### [Task prompt]
Your answer should be the line that contains "Expected: one marker per instance of the wet white" and each line after it, restated word for word through the final line of the entries.

--- The records Enclosed Below ---

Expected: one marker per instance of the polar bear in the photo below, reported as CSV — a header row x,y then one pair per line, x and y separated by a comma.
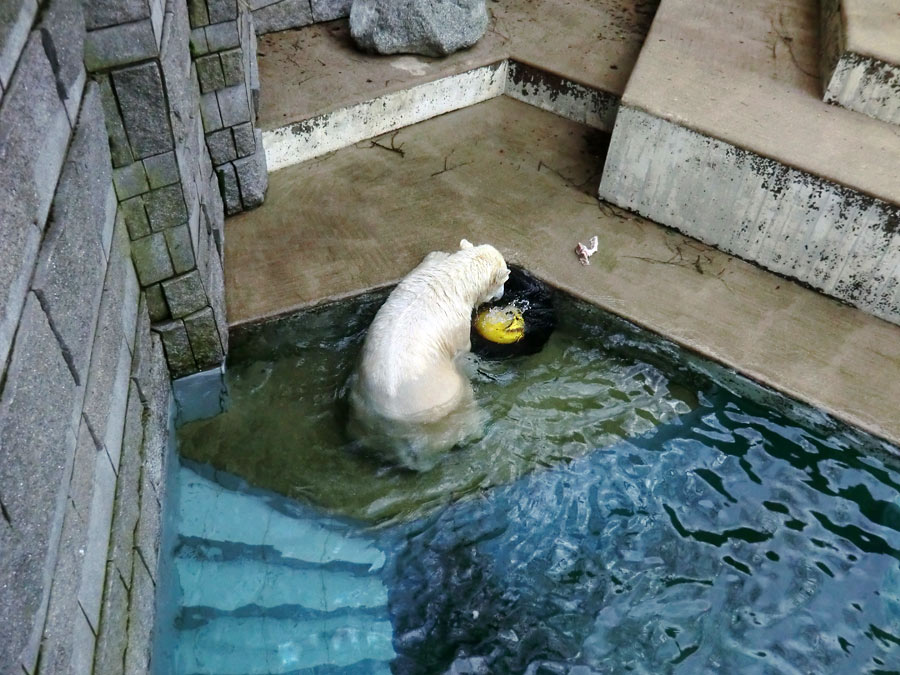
x,y
410,395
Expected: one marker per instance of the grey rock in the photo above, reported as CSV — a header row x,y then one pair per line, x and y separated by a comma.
x,y
62,610
143,104
101,13
71,263
222,36
281,16
214,281
427,27
141,614
127,504
209,73
130,180
135,217
90,592
119,148
181,251
185,294
234,105
252,70
34,134
142,345
111,219
231,193
244,139
156,303
199,16
203,332
151,258
107,382
149,526
221,146
161,169
328,10
37,442
232,66
214,212
16,17
178,348
157,389
209,110
165,207
62,31
221,10
120,45
157,9
175,60
113,630
252,176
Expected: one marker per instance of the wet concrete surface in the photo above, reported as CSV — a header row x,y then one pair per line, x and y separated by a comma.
x,y
504,173
747,73
317,69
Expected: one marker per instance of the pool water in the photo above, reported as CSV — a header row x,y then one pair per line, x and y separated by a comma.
x,y
629,508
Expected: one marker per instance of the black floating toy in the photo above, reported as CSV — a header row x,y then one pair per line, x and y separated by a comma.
x,y
517,324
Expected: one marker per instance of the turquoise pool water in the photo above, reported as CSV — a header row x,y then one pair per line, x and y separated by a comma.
x,y
630,508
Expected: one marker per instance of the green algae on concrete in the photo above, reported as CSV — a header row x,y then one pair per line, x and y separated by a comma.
x,y
597,381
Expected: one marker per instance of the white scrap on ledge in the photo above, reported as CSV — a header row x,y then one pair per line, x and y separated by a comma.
x,y
585,252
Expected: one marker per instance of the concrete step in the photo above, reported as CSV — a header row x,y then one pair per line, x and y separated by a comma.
x,y
268,587
274,646
722,134
320,94
860,56
210,511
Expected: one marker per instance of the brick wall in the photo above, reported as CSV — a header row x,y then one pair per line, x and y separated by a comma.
x,y
111,282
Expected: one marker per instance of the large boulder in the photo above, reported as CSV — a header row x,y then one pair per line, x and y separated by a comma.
x,y
427,27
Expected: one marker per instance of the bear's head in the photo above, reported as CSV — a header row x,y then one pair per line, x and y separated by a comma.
x,y
493,272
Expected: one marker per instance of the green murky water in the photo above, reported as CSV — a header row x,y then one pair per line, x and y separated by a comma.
x,y
286,427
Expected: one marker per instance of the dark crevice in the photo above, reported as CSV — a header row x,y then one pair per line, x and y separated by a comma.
x,y
5,513
50,51
88,619
64,348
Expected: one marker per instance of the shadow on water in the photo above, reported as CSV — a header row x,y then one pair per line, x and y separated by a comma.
x,y
286,426
630,508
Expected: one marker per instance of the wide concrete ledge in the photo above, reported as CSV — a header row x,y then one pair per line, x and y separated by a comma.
x,y
745,72
720,134
860,63
509,174
321,94
838,241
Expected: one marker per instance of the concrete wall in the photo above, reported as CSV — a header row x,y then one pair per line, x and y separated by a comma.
x,y
111,242
856,81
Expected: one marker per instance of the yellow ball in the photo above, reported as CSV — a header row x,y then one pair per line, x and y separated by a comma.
x,y
503,325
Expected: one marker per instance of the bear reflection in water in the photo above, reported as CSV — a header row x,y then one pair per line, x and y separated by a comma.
x,y
410,397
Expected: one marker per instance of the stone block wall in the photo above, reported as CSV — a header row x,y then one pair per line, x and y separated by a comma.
x,y
111,282
223,42
84,388
139,53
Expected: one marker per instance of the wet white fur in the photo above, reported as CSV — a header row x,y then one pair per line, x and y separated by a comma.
x,y
408,370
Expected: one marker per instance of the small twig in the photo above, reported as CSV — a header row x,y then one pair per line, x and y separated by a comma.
x,y
789,43
392,147
449,168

--- End of Enclosed The records ---

### [Expected output]
Expected: one marker per instance of the wet white fur in the photo above, reported as CSV — a header row x,y then one pair per line, x and y separated by a comma.
x,y
408,370
Expected: one marker per instance of the small twig in the photo above, reported as CSV — a header row x,y then one pair per line, x and y separated by a comma.
x,y
789,43
392,147
449,168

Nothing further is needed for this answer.